INSTRUCCIONES =>
1/ Responde estas preguntas con lo que dice el texto sobre los hermanos:
(a) ¿Qué cita de la Escritura se da como elogio de la unión entre hermanos?
(b) ¿Qué son los hermanos mayores para los padres?
(c) ¿Cuántos hijos tenían las dos familias numerosas que se mencionan?
2/ Retoma el texto sobre los hermanos justo después de su última frase y continúalo.

FRAGMENTO DEL DOCUMENTO =>
<<<<

Las relaciones entre hermanos tienen una riqueza especial: el compartir en igualdad el amor de los padres. La Escritura elogia la unión entre hermanos: “¡Qué agradable y delicioso que vivan unidos los hermanos!” (Sal 133,1). El desarrollo normal de un niño se ve muy favorecido por la presencia junto a él de otros hermanos y hermanas. En las familias numerosas, si los padres se quieren y saben dar un testimonio de los valores religiosos y morales, los niños se desarrollan en una ambiente lleno de vida y alegría, del que es muy difícil surjan seres caprichosos. Es muy importante el papel de los hermanos mayores, que son una gran ayuda tanto para los hermanos pequeños como para los padres, siendo, para los pequeños, confidentes, y, para los padres, ayudantes.
Es indudable que los hermanos son grandes educadores de sus hermanos, faltándole al hijo único algo tan importante como la relación con sus hermanos y hermanas. Recuerdo en este punto que en cierta ocasión confesé a dos familias muy numerosas con nueve y diez hijos, casi al completo. Me pudo la curiosidad y les pregunté a los adolescentes qué opinaban de ellos sus compañeros de clase. Me contestaron: “Al principio creían que era una broma, pero cuando vieron que era verdad algunos, una pequeña minoría, nos decían que qué mala suerte heredar unos hermanos la ropa de otras y tener restringidos los caprichos, pero la mayoría nos decían que qué suerte teníamos y que nos tenían una sana envidia”.

>>>>

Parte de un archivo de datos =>
<<<<

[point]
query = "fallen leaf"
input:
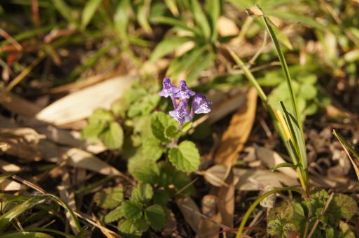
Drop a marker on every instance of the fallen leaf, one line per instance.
(82, 159)
(270, 159)
(18, 105)
(259, 180)
(81, 104)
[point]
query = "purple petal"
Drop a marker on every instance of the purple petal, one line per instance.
(168, 89)
(181, 112)
(201, 104)
(184, 92)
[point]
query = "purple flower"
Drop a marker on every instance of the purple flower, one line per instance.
(181, 112)
(200, 104)
(184, 92)
(180, 99)
(168, 89)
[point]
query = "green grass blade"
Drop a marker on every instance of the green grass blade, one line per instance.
(349, 150)
(168, 45)
(284, 67)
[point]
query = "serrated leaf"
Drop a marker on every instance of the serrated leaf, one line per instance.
(156, 216)
(151, 149)
(161, 197)
(131, 210)
(346, 205)
(112, 137)
(160, 122)
(109, 198)
(143, 106)
(88, 12)
(185, 157)
(114, 215)
(143, 169)
(142, 193)
(167, 45)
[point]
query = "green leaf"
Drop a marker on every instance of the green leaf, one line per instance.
(143, 169)
(131, 210)
(185, 62)
(112, 137)
(346, 205)
(114, 215)
(142, 193)
(109, 198)
(161, 197)
(151, 148)
(144, 105)
(88, 12)
(156, 216)
(160, 124)
(93, 129)
(201, 64)
(136, 227)
(185, 157)
(168, 45)
(26, 234)
(200, 18)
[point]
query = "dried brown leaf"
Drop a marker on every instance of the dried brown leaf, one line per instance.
(81, 104)
(271, 158)
(238, 131)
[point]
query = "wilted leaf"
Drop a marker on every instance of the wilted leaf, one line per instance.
(237, 133)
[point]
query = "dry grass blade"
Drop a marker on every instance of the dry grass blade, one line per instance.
(348, 149)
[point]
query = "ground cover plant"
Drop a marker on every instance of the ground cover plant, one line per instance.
(179, 118)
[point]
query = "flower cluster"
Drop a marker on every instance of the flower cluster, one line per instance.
(181, 98)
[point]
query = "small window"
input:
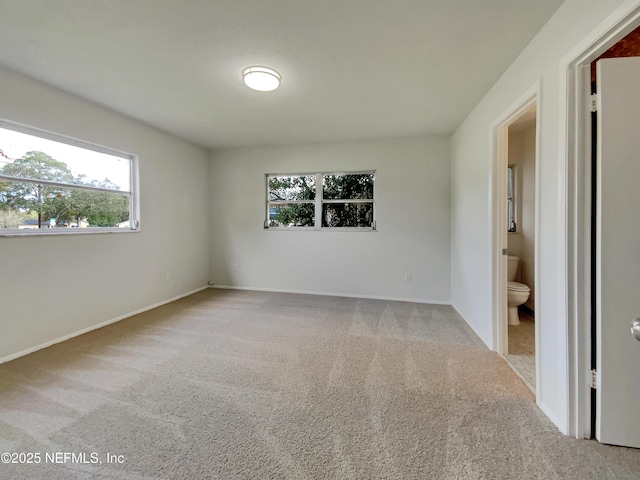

>>>>

RESULTADOS FINALES =>
1/
(a) Sal 133,1: "¡Qué agradable y delicioso que vivan unidos los hermanos!"
(b) Ayudantes.
(c) Nueve y diez hijos.

2/
Y es que con los hermanos se aprende a compartir, a que uno no es el centro del universo, a que el otro es diferente, a que no sólo se tienen derechos, sino también deberes. La convivencia obliga a constantes pactos, es decir a practicar la flexibilidad y la tolerancia. En cuanto a los hermanos bastante seguidos, no sólo son los compañeros ideales de juegos, sino que hay un dicho que reza así: los hermanos están hechos para dos cosas (y el orden de factores no altera el producto), para quererse y para pegarse, aunque ciertamente hay que evitar que las discusiones lleguen a un nivel de violencia preocupante. Pero detrás de esas broncas uno se sabe querido y también que, a la hora de la verdad, puede contar con sus hermanos y ellos contigo.